▶ Work task:
After reading each line of the entries, give the number of lines that contain "below" and nothing else.

▶ Records shown:
******

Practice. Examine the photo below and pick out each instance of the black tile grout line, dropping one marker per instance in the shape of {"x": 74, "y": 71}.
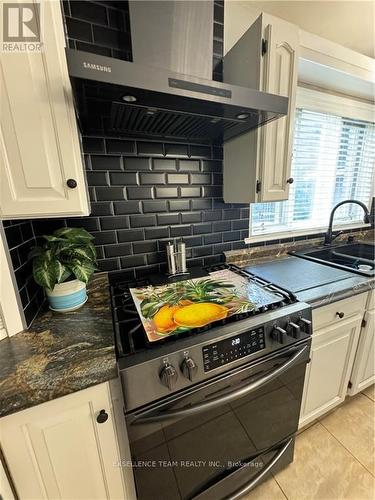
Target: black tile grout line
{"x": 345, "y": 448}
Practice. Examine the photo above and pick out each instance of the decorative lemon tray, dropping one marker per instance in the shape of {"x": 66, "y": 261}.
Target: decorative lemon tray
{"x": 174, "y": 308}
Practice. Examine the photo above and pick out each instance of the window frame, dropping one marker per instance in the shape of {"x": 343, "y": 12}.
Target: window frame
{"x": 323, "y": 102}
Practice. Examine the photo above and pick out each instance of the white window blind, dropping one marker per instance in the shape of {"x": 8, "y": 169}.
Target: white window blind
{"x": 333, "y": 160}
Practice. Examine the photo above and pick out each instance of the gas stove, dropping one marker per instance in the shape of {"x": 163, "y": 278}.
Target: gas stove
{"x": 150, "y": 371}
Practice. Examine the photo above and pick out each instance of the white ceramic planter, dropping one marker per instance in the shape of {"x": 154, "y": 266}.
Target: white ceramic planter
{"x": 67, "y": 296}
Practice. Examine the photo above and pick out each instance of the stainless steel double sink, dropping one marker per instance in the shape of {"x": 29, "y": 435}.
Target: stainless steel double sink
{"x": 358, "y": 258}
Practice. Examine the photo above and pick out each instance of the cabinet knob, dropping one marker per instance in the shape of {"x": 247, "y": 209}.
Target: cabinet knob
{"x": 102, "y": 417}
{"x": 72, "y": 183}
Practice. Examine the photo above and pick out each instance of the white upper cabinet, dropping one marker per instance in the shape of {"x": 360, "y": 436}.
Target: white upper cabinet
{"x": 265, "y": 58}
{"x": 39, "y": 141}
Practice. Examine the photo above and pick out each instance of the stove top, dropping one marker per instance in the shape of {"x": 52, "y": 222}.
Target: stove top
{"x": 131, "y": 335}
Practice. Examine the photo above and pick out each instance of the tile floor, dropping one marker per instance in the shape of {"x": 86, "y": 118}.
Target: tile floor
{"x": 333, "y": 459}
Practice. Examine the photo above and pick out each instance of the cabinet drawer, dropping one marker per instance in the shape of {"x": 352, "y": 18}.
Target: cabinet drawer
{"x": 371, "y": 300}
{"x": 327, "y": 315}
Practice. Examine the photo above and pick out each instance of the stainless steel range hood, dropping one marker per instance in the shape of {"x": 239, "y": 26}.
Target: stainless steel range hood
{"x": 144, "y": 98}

******

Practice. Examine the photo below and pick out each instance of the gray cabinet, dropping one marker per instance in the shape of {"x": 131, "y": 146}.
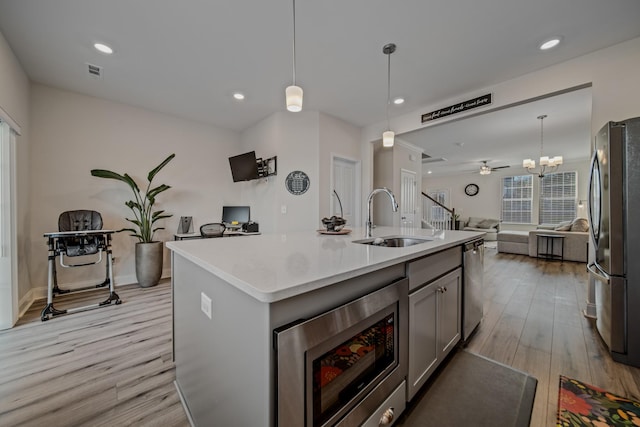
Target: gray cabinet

******

▶ Response to the task:
2